** Begin **

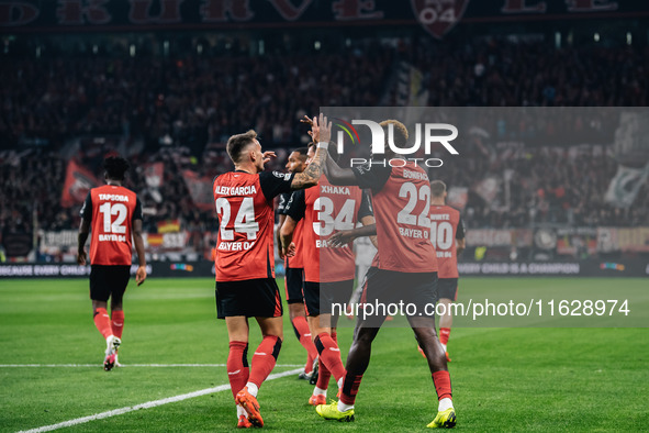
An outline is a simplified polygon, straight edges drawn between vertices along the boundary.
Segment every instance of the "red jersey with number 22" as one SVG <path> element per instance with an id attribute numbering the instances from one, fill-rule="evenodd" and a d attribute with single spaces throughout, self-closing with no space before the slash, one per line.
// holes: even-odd
<path id="1" fill-rule="evenodd" d="M 393 167 L 383 188 L 372 191 L 380 269 L 435 273 L 437 259 L 430 233 L 430 184 L 414 163 Z"/>

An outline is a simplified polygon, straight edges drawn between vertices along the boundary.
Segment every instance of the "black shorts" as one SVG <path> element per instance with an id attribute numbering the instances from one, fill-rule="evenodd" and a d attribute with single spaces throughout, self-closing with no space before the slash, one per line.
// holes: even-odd
<path id="1" fill-rule="evenodd" d="M 337 303 L 343 306 L 349 302 L 353 290 L 353 279 L 335 282 L 304 281 L 304 306 L 306 307 L 306 315 L 316 317 L 320 314 L 331 314 L 332 304 Z"/>
<path id="2" fill-rule="evenodd" d="M 458 299 L 458 279 L 457 278 L 439 278 L 437 282 L 437 299 L 450 299 L 457 301 Z"/>
<path id="3" fill-rule="evenodd" d="M 387 312 L 402 304 L 403 308 L 398 308 L 405 315 L 411 311 L 412 317 L 434 318 L 437 273 L 398 273 L 371 267 L 363 282 L 360 303 L 374 307 L 373 314 L 366 315 L 369 326 L 380 326 Z"/>
<path id="4" fill-rule="evenodd" d="M 91 265 L 90 299 L 93 301 L 122 303 L 131 278 L 130 265 Z"/>
<path id="5" fill-rule="evenodd" d="M 275 278 L 216 281 L 216 313 L 219 319 L 281 317 L 282 301 Z"/>
<path id="6" fill-rule="evenodd" d="M 287 303 L 302 303 L 304 296 L 302 295 L 302 285 L 304 282 L 303 268 L 287 268 L 284 276 L 284 286 L 287 289 Z"/>

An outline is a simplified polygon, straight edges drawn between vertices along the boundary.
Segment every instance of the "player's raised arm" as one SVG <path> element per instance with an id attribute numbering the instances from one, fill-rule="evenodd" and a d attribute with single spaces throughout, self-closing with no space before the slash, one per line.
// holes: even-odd
<path id="1" fill-rule="evenodd" d="M 351 168 L 340 168 L 333 158 L 326 159 L 325 176 L 332 185 L 358 186 L 358 180 Z"/>
<path id="2" fill-rule="evenodd" d="M 327 121 L 324 114 L 318 118 L 313 118 L 311 125 L 311 136 L 317 143 L 315 148 L 315 156 L 309 163 L 309 167 L 302 173 L 293 176 L 291 189 L 311 188 L 320 181 L 323 174 L 325 160 L 327 159 L 327 147 L 329 138 L 332 137 L 332 122 Z"/>
<path id="3" fill-rule="evenodd" d="M 90 222 L 92 220 L 92 200 L 90 198 L 90 192 L 88 192 L 88 196 L 83 201 L 80 216 L 81 224 L 79 225 L 79 236 L 77 237 L 77 264 L 86 265 L 88 262 L 86 241 L 88 241 L 88 235 L 90 234 Z"/>
<path id="4" fill-rule="evenodd" d="M 81 225 L 79 226 L 79 236 L 77 237 L 78 251 L 77 251 L 77 264 L 86 265 L 88 255 L 86 254 L 86 241 L 90 234 L 90 221 L 81 219 Z"/>
<path id="5" fill-rule="evenodd" d="M 139 263 L 135 273 L 135 281 L 139 286 L 146 279 L 146 257 L 144 256 L 144 240 L 142 238 L 142 220 L 133 220 L 133 243 L 135 244 L 137 262 Z"/>
<path id="6" fill-rule="evenodd" d="M 295 243 L 293 242 L 293 233 L 298 226 L 298 221 L 287 215 L 284 223 L 280 229 L 280 254 L 282 256 L 292 257 L 295 255 Z"/>

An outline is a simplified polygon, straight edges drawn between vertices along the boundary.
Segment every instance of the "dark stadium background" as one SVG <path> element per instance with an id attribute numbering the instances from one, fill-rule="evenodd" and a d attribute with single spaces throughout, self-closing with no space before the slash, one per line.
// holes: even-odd
<path id="1" fill-rule="evenodd" d="M 78 211 L 108 154 L 135 168 L 152 276 L 211 275 L 210 184 L 231 169 L 231 134 L 257 130 L 283 169 L 305 144 L 298 120 L 325 106 L 647 106 L 645 2 L 425 4 L 0 2 L 2 276 L 85 275 Z M 461 274 L 646 276 L 648 160 L 646 141 L 625 155 L 475 135 L 432 173 L 462 208 Z M 619 166 L 638 185 L 616 207 Z"/>

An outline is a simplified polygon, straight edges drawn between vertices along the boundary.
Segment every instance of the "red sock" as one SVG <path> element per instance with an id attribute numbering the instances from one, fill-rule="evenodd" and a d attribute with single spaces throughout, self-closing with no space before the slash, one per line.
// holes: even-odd
<path id="1" fill-rule="evenodd" d="M 298 335 L 298 340 L 300 340 L 300 344 L 306 349 L 306 366 L 304 367 L 305 373 L 311 373 L 313 369 L 313 360 L 317 356 L 317 351 L 315 349 L 315 345 L 311 340 L 311 331 L 309 330 L 309 323 L 306 322 L 306 318 L 303 315 L 298 315 L 293 318 L 293 329 L 295 330 L 295 335 Z"/>
<path id="2" fill-rule="evenodd" d="M 98 308 L 94 310 L 94 325 L 101 332 L 104 338 L 108 338 L 113 334 L 113 330 L 111 329 L 111 319 L 108 315 L 108 311 L 105 308 Z"/>
<path id="3" fill-rule="evenodd" d="M 327 369 L 332 371 L 336 381 L 342 377 L 345 377 L 345 366 L 340 360 L 340 349 L 328 333 L 323 332 L 315 337 L 315 348 L 317 348 L 320 359 L 322 359 L 327 366 Z"/>
<path id="4" fill-rule="evenodd" d="M 113 335 L 118 338 L 122 337 L 122 332 L 124 332 L 124 311 L 116 310 L 111 311 L 111 327 L 113 330 Z"/>
<path id="5" fill-rule="evenodd" d="M 360 381 L 362 380 L 362 375 L 353 375 L 347 373 L 345 375 L 345 380 L 343 381 L 343 392 L 340 392 L 340 401 L 345 404 L 354 404 L 356 401 L 356 395 L 358 393 L 358 387 L 360 387 Z"/>
<path id="6" fill-rule="evenodd" d="M 329 387 L 329 379 L 332 377 L 332 371 L 327 369 L 327 366 L 324 365 L 322 358 L 317 359 L 317 384 L 316 387 L 320 389 L 327 389 Z"/>
<path id="7" fill-rule="evenodd" d="M 450 327 L 439 329 L 439 343 L 448 344 L 448 337 L 450 336 Z"/>
<path id="8" fill-rule="evenodd" d="M 261 384 L 275 367 L 281 347 L 282 341 L 278 336 L 267 335 L 261 340 L 261 344 L 253 355 L 253 367 L 250 368 L 248 381 L 261 388 Z"/>
<path id="9" fill-rule="evenodd" d="M 433 374 L 433 385 L 435 385 L 435 390 L 437 391 L 437 399 L 441 400 L 444 398 L 452 399 L 452 391 L 450 388 L 450 375 L 448 371 L 435 371 Z"/>
<path id="10" fill-rule="evenodd" d="M 227 379 L 232 395 L 240 391 L 248 381 L 248 343 L 230 342 L 227 354 Z"/>

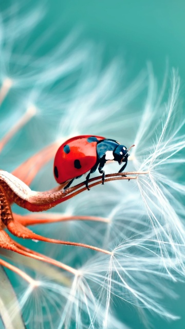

** End **

- _Exercise details_:
Rewrite the data from the start through the line containing "393 167 L 383", replacing "jersey" with "shirt" and changing nothing else. Leave out the pictures.

- _Task result_:
An outline is a simplified polygon, straight edges drawn between vertices along the boundary.
Segment every instance of the "red shirt with number 22" as one SVG <path> element per instance with an id attribute numbering the instances from one, fill-rule="evenodd" and a d attribute with single spaces throughout, self-closing with no space before the slash, one per line.
// holes: even-odd
<path id="1" fill-rule="evenodd" d="M 393 167 L 383 188 L 372 191 L 380 269 L 435 273 L 437 259 L 430 233 L 430 184 L 414 163 Z"/>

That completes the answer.